Pull out every line of the records below that contains the word "screen".

**Exercise material:**
-- -- --

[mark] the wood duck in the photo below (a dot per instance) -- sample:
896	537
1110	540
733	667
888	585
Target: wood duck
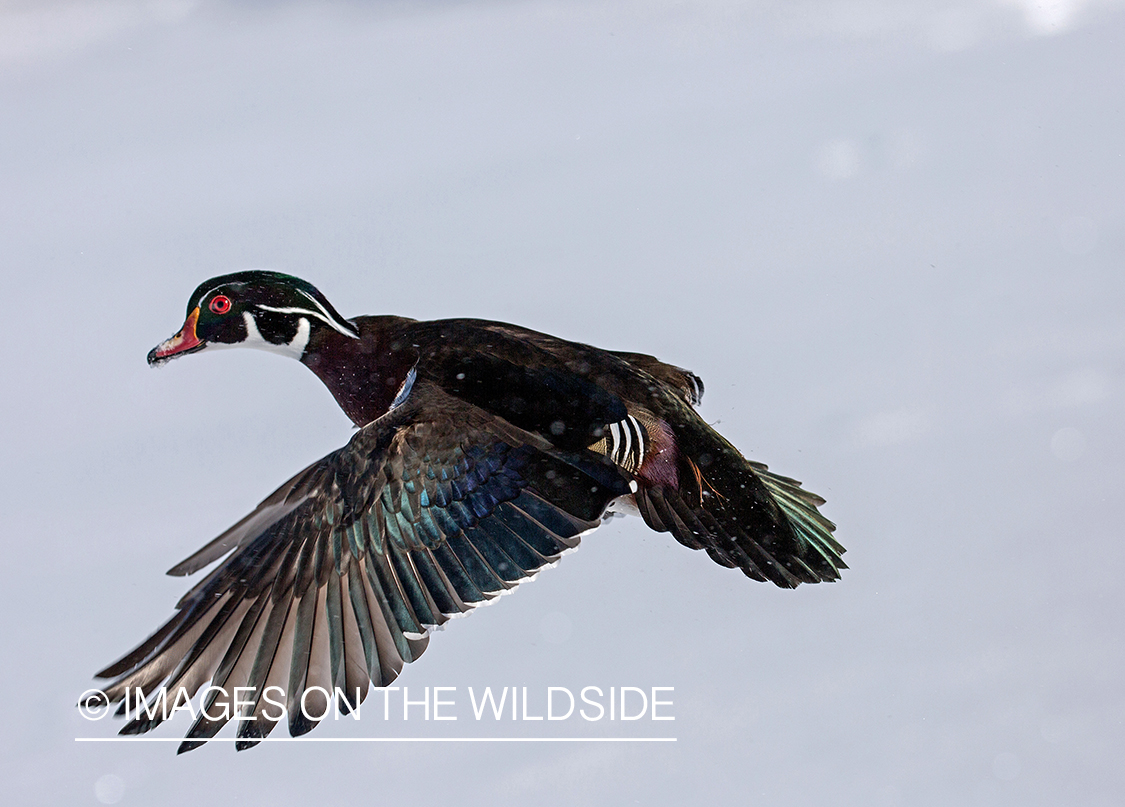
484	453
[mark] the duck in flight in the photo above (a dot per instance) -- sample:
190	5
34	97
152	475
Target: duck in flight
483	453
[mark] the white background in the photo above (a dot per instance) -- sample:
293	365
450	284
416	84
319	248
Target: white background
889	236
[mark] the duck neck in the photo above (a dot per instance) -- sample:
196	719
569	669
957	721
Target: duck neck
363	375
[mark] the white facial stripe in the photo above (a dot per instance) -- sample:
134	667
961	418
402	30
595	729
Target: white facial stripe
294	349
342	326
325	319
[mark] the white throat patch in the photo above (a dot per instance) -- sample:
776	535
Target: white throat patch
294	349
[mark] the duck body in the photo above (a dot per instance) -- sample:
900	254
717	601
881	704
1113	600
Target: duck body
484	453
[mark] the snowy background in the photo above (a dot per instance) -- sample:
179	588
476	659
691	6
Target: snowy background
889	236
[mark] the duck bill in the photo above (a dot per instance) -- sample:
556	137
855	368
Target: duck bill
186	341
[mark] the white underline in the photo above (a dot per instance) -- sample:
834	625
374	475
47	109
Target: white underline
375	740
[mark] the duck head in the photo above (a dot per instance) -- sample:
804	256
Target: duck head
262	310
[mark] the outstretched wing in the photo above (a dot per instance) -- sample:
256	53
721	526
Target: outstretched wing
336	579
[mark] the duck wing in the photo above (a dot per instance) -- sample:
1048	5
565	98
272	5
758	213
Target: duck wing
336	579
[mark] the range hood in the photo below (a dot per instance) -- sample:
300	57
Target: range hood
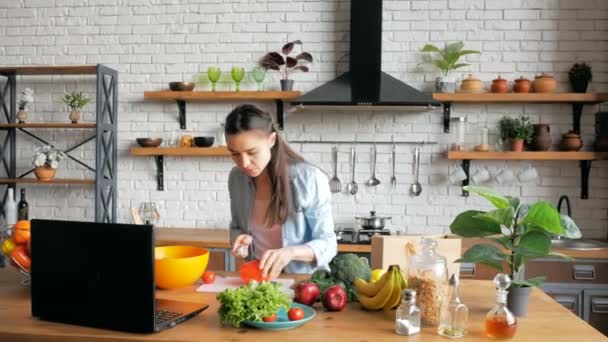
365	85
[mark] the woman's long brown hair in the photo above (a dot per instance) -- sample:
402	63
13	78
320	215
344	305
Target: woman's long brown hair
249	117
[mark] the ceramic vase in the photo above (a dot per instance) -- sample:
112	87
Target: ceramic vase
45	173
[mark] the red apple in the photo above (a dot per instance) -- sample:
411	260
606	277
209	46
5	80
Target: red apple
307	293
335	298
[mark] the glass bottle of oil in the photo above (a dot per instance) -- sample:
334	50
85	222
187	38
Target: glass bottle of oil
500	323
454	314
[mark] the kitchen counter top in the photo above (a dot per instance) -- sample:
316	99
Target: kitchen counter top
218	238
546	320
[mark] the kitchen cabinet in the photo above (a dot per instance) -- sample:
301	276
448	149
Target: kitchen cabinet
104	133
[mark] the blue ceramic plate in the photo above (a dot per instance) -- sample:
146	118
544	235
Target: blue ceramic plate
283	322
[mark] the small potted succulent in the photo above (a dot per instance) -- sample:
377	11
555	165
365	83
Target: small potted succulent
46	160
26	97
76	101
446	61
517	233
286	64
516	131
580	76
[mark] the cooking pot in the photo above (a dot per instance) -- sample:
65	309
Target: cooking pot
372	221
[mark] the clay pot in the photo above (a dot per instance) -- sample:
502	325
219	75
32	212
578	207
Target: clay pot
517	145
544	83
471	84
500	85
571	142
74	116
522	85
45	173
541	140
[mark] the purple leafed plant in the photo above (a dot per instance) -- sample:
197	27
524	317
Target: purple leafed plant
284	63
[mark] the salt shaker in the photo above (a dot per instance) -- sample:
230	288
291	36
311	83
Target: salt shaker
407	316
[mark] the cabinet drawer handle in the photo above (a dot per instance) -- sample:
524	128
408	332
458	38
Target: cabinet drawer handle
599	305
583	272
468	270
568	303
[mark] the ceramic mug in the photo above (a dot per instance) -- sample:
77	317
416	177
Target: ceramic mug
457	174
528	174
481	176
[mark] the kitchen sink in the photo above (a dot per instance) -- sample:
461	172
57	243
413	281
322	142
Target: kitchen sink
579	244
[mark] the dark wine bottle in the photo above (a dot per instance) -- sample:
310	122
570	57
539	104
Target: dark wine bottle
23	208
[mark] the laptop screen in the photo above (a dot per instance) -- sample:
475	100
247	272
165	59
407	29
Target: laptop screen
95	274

-- -- --

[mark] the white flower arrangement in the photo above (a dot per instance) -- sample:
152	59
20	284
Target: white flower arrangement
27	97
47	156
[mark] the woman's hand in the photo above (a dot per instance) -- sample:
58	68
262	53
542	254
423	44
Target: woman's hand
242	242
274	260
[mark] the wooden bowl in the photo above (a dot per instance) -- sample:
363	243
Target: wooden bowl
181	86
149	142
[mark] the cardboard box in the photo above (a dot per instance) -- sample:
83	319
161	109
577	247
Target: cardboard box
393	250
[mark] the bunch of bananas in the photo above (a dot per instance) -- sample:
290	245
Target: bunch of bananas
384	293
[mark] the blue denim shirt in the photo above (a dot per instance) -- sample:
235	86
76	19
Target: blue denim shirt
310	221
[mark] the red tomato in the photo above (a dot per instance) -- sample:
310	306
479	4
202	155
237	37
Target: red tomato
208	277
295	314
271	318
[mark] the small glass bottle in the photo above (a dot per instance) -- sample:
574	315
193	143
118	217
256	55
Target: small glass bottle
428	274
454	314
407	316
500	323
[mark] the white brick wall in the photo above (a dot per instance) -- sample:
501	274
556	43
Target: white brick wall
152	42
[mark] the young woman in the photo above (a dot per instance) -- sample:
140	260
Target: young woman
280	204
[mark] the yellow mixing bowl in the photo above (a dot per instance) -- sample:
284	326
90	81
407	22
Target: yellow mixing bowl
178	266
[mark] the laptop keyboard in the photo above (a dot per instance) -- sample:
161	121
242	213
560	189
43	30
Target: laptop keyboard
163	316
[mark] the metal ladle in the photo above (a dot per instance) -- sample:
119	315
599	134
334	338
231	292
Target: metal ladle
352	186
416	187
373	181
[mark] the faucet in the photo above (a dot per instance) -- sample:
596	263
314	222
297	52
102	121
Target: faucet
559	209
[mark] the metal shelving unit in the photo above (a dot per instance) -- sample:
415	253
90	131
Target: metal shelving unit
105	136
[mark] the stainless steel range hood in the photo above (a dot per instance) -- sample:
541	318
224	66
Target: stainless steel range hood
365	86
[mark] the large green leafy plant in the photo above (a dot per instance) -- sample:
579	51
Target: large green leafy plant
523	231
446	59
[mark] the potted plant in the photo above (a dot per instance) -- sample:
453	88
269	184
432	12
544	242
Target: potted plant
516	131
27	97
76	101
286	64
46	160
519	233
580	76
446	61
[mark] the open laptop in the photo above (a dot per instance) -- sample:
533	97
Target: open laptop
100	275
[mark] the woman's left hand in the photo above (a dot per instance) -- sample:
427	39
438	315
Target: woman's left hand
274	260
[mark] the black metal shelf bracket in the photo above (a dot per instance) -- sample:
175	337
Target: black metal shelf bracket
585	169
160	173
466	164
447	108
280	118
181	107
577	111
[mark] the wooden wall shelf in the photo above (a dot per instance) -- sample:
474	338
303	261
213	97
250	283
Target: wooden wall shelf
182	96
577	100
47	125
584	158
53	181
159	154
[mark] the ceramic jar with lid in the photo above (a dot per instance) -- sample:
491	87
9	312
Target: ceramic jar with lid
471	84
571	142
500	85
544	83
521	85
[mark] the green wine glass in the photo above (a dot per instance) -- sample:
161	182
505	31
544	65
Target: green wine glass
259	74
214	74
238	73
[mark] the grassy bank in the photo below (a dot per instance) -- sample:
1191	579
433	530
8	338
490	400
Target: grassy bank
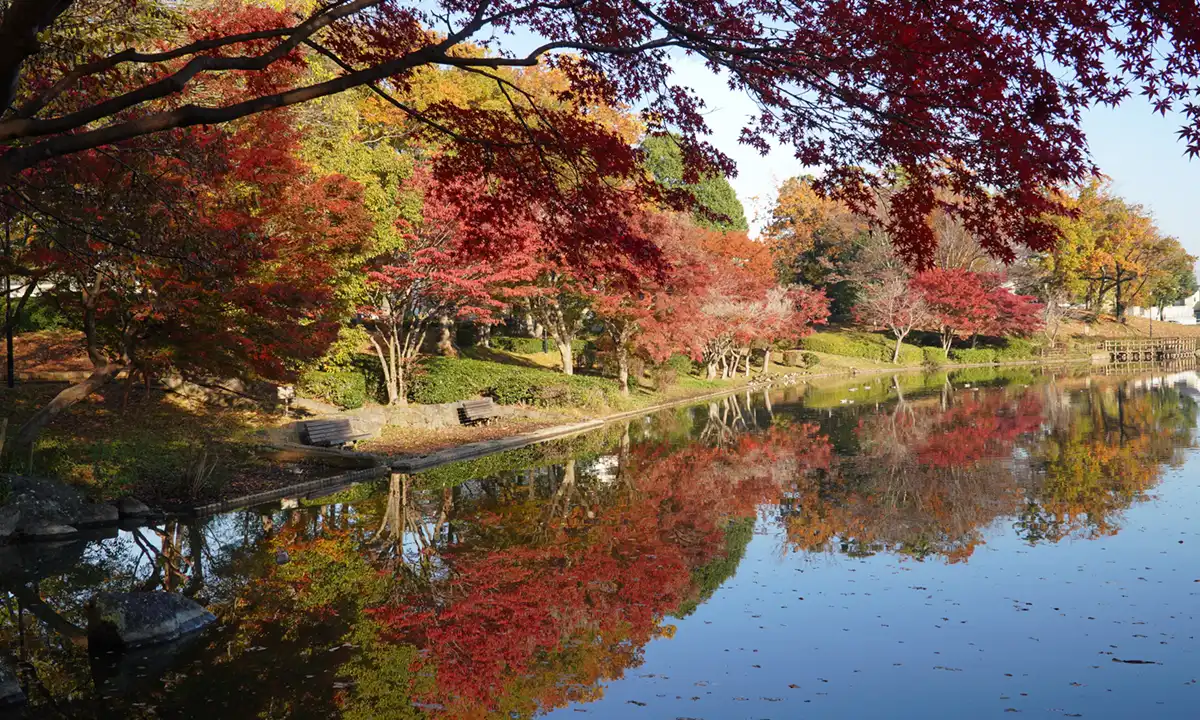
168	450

-- -- --

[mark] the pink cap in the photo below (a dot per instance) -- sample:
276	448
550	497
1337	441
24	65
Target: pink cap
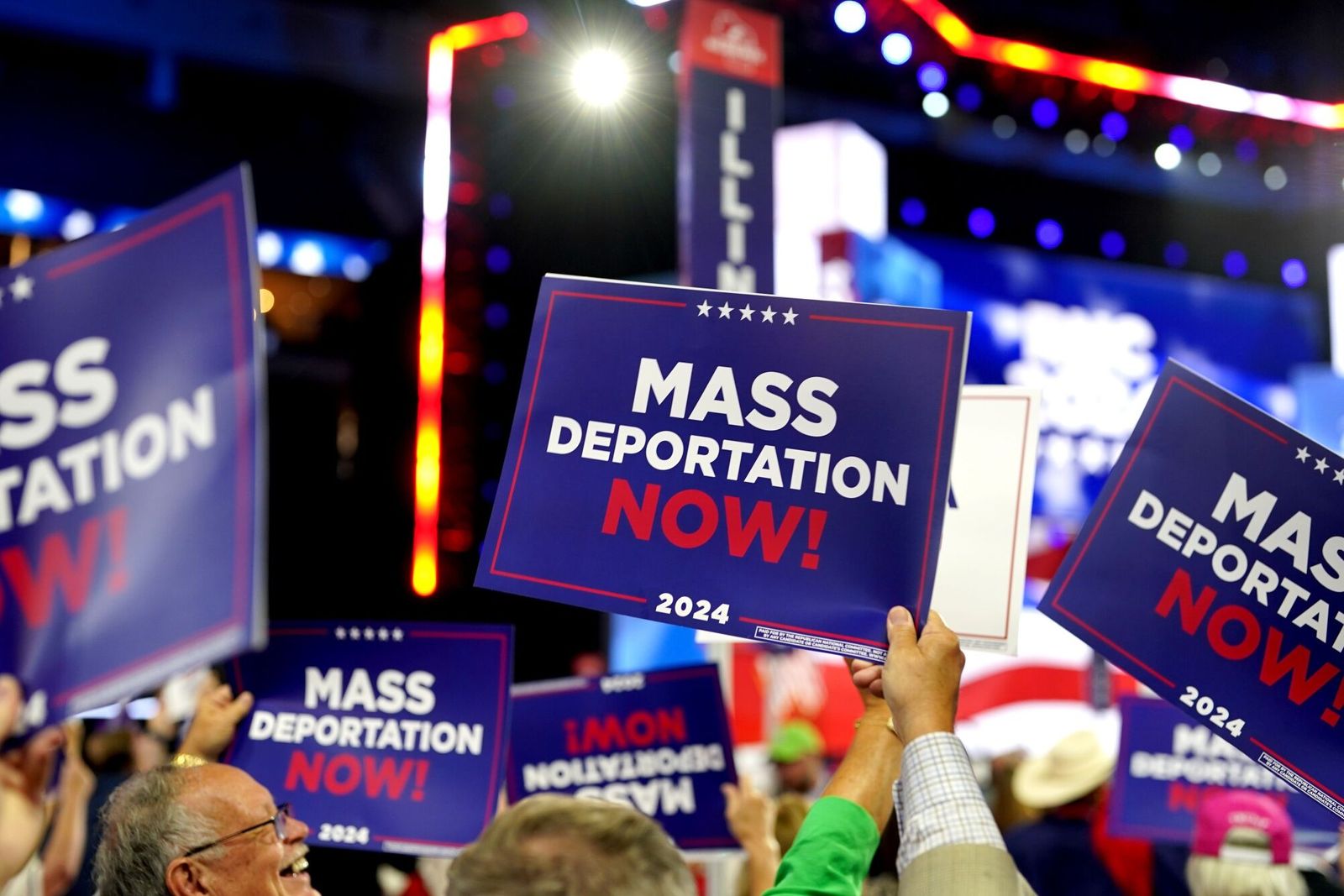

-- -- --

**Final result:**
[mark] the laptop screen in the photo above (a dot per instance) -- sample:
Target: laptop screen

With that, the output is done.